_AIM:_ Give the listing again in full, exactly as written.

Pointing records:
----------------------------------------

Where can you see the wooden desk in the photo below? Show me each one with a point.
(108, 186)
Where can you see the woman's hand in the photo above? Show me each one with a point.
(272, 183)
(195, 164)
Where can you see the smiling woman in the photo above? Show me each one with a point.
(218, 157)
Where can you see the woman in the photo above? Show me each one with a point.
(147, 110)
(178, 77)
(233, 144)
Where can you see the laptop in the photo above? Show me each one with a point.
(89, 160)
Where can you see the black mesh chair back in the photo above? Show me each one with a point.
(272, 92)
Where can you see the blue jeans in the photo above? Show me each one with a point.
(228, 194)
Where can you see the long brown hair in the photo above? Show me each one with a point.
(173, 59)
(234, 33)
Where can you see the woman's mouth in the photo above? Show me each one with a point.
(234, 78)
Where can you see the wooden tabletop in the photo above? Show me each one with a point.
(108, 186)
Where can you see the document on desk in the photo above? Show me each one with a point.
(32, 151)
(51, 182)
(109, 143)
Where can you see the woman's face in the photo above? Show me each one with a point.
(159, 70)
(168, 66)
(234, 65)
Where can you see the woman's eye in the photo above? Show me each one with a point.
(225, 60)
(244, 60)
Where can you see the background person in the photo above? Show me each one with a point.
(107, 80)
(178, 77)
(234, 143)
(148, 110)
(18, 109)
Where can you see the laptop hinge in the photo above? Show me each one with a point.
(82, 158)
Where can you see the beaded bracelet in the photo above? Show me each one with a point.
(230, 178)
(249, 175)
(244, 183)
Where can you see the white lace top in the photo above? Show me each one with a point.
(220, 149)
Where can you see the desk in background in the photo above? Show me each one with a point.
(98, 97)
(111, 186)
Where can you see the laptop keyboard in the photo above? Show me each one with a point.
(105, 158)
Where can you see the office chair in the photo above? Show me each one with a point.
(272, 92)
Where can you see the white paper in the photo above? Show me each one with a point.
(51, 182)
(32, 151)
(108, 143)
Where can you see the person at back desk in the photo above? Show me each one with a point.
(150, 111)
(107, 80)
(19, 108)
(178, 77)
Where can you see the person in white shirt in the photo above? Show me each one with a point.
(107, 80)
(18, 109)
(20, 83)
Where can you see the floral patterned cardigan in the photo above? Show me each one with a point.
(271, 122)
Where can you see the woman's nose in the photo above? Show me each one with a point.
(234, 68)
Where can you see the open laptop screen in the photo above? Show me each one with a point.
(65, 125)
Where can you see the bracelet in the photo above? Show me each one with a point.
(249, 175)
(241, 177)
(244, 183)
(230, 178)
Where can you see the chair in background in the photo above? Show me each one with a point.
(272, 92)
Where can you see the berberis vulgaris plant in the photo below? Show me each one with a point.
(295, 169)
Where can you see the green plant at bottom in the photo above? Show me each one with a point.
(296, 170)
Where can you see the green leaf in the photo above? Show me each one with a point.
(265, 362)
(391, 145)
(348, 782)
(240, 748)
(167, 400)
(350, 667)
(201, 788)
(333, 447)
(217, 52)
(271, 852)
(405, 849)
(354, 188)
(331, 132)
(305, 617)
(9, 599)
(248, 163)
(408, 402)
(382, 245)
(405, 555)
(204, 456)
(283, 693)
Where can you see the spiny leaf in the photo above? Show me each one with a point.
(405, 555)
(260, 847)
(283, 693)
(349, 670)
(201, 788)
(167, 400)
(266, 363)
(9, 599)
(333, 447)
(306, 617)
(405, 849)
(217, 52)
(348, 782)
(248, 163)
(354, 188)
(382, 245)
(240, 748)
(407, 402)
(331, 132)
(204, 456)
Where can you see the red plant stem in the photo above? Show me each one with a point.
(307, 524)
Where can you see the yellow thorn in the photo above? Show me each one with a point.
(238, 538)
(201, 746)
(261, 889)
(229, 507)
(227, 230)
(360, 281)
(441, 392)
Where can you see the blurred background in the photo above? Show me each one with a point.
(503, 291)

----------------------------------------

_ANSWER TO THIS TASK:_
Where can you see the wooden desk in the photo below? Show me each one with a point.
(108, 186)
Where can you see the woman's hand in the photo above? Show me each one with a point.
(272, 183)
(195, 164)
Where can you see the smiling woman in the photo above? Show me each one with a point.
(218, 157)
Where can you see the woman in the photo above? Show me each one with a point.
(147, 110)
(178, 77)
(233, 144)
Where can you see the laptop in the photo above? Show me each one with a point.
(89, 160)
Where can you see the black mesh chair back in the photo above? Show me each one with a point.
(272, 92)
Where can you see the blue jeans in the photo above? Show me each one with a point.
(228, 194)
Where can you see the long brown hair in the photo above? Show me each one with a point.
(173, 59)
(234, 33)
Where can you see the woman's mouth in the photo above? Show me each one with a point.
(234, 78)
Where can you see the wooden tabletop in the photo above? Show me each one with a point.
(108, 186)
Where can you see the document on desk in the photo above? Show me each one with a point.
(32, 151)
(51, 182)
(109, 143)
Where can you see the woman's face in the photo above? Show me each one with a point.
(159, 70)
(168, 66)
(234, 65)
Where can you see the woman's eye in the photo above? Show me each one with a point.
(225, 60)
(244, 60)
Where can you see the background person in the photo above? Show me each one with a point.
(107, 80)
(178, 77)
(234, 143)
(148, 110)
(18, 109)
Where can you see the laptop hinge in the photo above? Show me each one with a point.
(82, 158)
Where can you see the beaded bracelet in the photo above? Show me each one with a point.
(230, 178)
(249, 175)
(244, 183)
Where can you see the white lace top in the photo above? Show me each one with a point.
(220, 149)
Where can you see the desk in background in the photo above? Show me each one with a point.
(98, 97)
(111, 186)
Where can you see the laptop keyboard in the photo above? Show me each one with a point.
(105, 158)
Where can you see the office chair in the photo above? Show me each one with a point.
(272, 92)
Where can you see the white paper in the photo above? Show me each one with a point.
(51, 182)
(32, 151)
(108, 143)
Where can you see the person at back desk in the photo above? Show me each one with a point.
(150, 111)
(107, 80)
(19, 108)
(178, 77)
Where can you see the person in white shirt in the photo above? Show me each one with a point.
(107, 80)
(18, 109)
(20, 83)
Where can you see the floral patterned cardigan in the photo above? Show me each one with a point.
(271, 122)
Where can you see the woman's nose in the photo above? Show me each one with a point.
(234, 68)
Where can you see the open laptop screen in the photo above? Show me each one with a point.
(65, 125)
Where can you see the bracelet in the photo above? Show me each one with a point.
(249, 175)
(241, 177)
(244, 183)
(230, 178)
Where can you see the chair in background in the photo above? Show me each one with a point.
(272, 92)
Where can you see the berberis vulgaris plant in the photo below? Show me each one with a point.
(295, 169)
Where can you see the green plant at bottom in the photo above? Show me each one with a point.
(296, 170)
Where can you see the green leaf in the photo above? Show me each one with a point.
(265, 362)
(391, 145)
(348, 782)
(240, 748)
(167, 400)
(350, 667)
(201, 788)
(333, 447)
(217, 52)
(271, 852)
(405, 849)
(354, 188)
(331, 132)
(305, 617)
(9, 599)
(248, 163)
(408, 402)
(382, 245)
(405, 555)
(204, 456)
(283, 693)
Where can you see the spiny leaf in the photo above? Show me each one with a point.
(405, 555)
(260, 847)
(283, 693)
(349, 670)
(201, 788)
(167, 400)
(266, 363)
(9, 599)
(333, 447)
(306, 617)
(405, 849)
(217, 52)
(348, 782)
(248, 163)
(354, 188)
(382, 245)
(240, 748)
(407, 402)
(331, 132)
(204, 456)
Where can you see the red plant stem in the photo above? Show me each one with a point.
(307, 524)
Where can you see the yellow thorn in the photo above? Show me each one with a point.
(238, 538)
(201, 746)
(261, 889)
(229, 507)
(227, 230)
(360, 281)
(441, 392)
Where can you see the blurred background in the photo above? Show me each one with a point.
(503, 291)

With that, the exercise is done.